• YOUR OBJECTIVE
For each line in the data below that has the word "structure", copy that line.

=== Begin Enclosure ===

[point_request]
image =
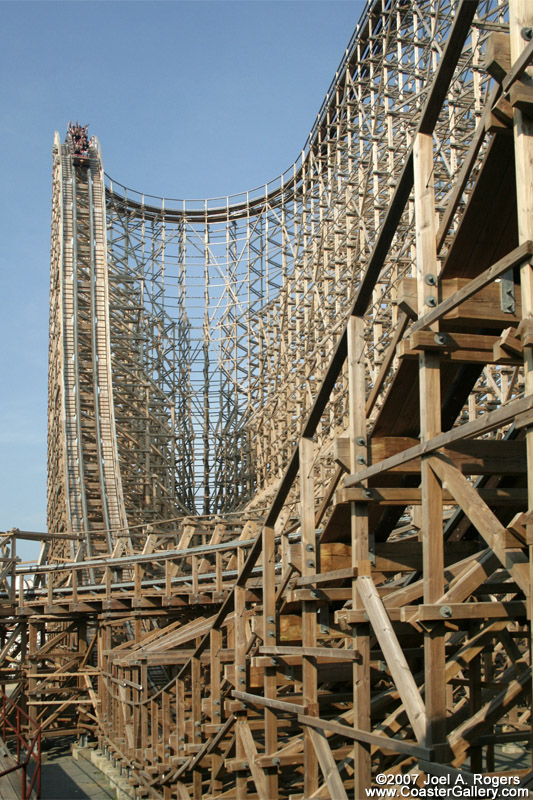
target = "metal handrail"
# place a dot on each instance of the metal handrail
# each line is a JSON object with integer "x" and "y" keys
{"x": 23, "y": 746}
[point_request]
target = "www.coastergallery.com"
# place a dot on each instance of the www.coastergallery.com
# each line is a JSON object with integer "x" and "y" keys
{"x": 483, "y": 786}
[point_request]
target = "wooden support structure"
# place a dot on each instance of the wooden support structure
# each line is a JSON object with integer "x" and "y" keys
{"x": 312, "y": 566}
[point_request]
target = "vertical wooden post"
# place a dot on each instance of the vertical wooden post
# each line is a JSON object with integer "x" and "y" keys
{"x": 520, "y": 21}
{"x": 360, "y": 549}
{"x": 269, "y": 638}
{"x": 309, "y": 566}
{"x": 430, "y": 425}
{"x": 216, "y": 700}
{"x": 196, "y": 702}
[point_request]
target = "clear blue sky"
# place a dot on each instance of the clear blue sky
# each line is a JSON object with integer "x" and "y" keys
{"x": 189, "y": 99}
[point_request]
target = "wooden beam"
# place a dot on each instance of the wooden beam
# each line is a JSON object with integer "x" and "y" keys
{"x": 392, "y": 652}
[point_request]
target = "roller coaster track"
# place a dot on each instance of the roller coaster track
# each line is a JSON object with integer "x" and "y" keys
{"x": 94, "y": 504}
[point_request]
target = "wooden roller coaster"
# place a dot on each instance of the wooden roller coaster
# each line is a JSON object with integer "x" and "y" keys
{"x": 290, "y": 446}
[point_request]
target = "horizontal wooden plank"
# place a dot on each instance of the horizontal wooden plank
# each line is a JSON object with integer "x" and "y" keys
{"x": 413, "y": 496}
{"x": 482, "y": 610}
{"x": 470, "y": 288}
{"x": 484, "y": 424}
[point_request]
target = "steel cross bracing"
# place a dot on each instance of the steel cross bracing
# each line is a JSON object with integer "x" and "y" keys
{"x": 289, "y": 437}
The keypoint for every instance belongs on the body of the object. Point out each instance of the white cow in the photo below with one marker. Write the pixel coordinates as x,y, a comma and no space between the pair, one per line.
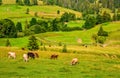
25,57
11,55
74,61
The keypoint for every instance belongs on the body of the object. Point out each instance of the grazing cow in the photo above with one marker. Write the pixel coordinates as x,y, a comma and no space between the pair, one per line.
32,55
11,55
74,61
25,57
54,56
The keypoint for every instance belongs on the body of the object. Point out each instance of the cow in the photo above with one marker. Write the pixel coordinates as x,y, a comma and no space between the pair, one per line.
74,61
11,55
25,57
54,56
32,55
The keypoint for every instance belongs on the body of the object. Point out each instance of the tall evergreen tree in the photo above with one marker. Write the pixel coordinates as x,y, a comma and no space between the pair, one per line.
8,28
101,32
33,21
8,43
27,2
0,2
33,45
106,17
19,26
89,22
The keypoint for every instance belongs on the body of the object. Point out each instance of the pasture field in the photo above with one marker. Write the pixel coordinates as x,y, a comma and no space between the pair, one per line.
93,63
45,11
70,38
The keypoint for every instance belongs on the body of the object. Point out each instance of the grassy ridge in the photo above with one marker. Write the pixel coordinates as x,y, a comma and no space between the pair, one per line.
90,65
43,11
71,37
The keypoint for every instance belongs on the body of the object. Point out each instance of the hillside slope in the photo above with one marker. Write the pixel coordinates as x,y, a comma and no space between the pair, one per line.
72,37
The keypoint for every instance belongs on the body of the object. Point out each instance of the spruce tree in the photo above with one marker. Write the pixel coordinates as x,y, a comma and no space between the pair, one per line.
19,27
0,2
101,32
27,2
33,45
33,21
8,43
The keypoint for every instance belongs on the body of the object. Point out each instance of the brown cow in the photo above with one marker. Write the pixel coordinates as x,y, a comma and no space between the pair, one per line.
54,56
11,55
74,61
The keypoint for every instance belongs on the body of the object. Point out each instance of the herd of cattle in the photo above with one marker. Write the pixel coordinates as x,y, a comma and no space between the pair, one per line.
33,55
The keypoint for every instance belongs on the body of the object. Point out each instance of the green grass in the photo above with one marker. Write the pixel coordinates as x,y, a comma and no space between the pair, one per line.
76,23
72,37
91,64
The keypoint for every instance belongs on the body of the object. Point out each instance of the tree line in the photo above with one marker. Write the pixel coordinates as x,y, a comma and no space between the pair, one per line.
86,6
9,29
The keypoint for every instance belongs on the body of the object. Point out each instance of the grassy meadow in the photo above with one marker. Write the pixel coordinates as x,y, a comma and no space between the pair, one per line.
94,61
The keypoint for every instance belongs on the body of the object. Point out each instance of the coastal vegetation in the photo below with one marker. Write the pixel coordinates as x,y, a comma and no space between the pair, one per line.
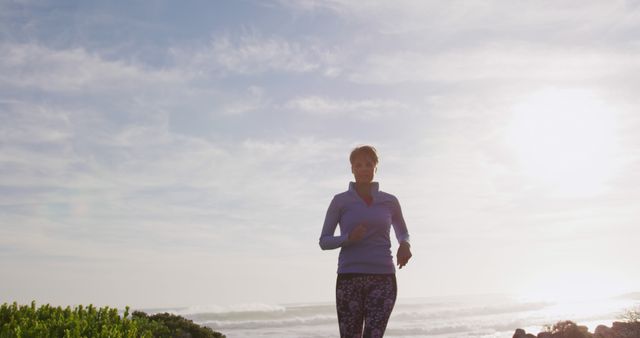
26,321
629,327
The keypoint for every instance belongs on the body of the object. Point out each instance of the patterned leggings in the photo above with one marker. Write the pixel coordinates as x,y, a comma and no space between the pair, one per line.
364,298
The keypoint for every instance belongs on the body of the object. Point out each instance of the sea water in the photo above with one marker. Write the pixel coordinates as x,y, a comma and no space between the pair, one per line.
462,316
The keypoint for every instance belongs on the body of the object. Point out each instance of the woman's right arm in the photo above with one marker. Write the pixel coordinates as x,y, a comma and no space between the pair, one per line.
327,240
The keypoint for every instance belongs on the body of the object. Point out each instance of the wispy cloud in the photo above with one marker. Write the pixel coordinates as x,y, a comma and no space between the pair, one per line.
359,109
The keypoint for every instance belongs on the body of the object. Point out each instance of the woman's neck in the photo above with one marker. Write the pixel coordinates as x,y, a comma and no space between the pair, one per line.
363,188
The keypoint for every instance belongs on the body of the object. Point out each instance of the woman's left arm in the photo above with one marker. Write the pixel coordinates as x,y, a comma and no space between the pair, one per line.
402,234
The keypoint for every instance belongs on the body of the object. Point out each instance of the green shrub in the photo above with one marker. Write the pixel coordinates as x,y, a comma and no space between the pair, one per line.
29,321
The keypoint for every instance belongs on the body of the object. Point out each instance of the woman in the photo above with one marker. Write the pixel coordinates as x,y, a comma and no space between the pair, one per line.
366,285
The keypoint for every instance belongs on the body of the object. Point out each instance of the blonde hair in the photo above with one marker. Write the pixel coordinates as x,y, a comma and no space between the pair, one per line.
364,151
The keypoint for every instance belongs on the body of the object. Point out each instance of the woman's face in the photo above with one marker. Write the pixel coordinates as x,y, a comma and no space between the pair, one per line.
363,169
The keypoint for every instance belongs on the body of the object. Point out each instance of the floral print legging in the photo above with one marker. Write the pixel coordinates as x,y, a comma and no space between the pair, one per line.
365,298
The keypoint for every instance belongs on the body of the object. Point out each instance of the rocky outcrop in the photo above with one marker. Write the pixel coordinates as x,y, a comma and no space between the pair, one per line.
568,329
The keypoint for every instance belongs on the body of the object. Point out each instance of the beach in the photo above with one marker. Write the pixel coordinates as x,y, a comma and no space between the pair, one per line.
479,316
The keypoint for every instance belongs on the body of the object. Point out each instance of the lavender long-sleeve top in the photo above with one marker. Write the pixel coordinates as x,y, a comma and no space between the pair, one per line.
372,254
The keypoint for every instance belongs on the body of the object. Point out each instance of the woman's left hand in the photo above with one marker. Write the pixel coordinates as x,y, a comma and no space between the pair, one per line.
404,254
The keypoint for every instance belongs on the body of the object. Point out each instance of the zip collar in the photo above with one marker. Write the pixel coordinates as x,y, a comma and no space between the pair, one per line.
374,188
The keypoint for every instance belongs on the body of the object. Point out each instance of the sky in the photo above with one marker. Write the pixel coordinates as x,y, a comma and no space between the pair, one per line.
162,153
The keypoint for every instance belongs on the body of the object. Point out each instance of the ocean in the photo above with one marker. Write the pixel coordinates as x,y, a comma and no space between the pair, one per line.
483,316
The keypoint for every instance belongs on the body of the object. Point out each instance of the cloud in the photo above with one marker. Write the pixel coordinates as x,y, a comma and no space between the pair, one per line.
252,54
507,63
75,70
363,109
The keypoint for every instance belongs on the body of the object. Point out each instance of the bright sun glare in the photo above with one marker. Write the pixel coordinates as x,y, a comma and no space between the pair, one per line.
566,140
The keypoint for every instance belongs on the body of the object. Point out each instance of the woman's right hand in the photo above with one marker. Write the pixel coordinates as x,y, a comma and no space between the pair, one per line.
357,233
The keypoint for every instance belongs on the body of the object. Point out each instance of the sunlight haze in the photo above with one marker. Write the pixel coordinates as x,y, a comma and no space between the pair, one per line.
163,154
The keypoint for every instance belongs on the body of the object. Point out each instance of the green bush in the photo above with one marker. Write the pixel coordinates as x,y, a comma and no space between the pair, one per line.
29,321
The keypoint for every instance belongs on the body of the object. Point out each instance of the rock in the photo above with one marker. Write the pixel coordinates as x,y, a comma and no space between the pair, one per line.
520,333
602,331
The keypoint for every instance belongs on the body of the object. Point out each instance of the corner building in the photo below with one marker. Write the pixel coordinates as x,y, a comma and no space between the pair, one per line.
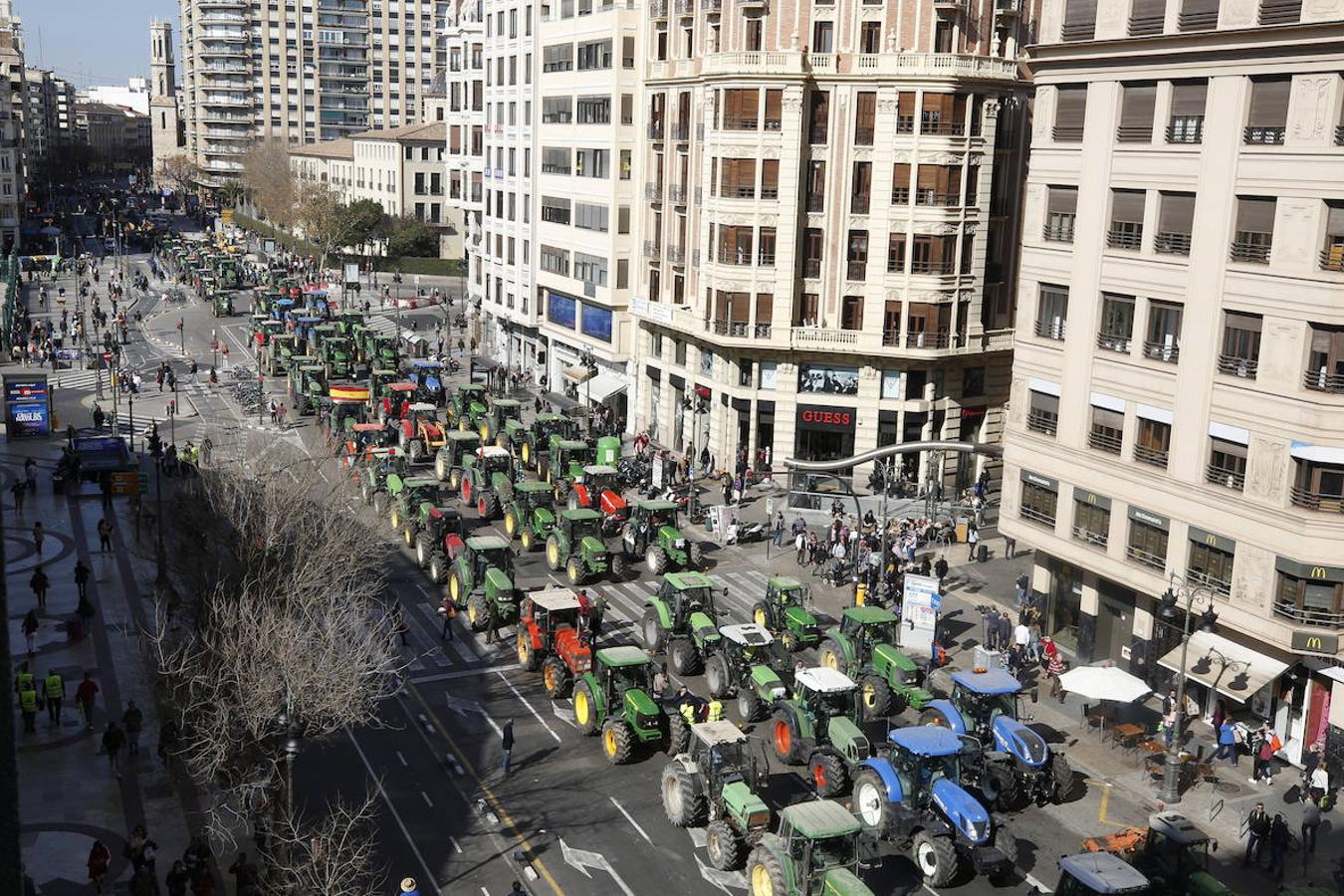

=== End Enclosure ===

• EXERCISE RESPONSE
target = "wooden support structure"
# place a dot on each instance of the wooden support structure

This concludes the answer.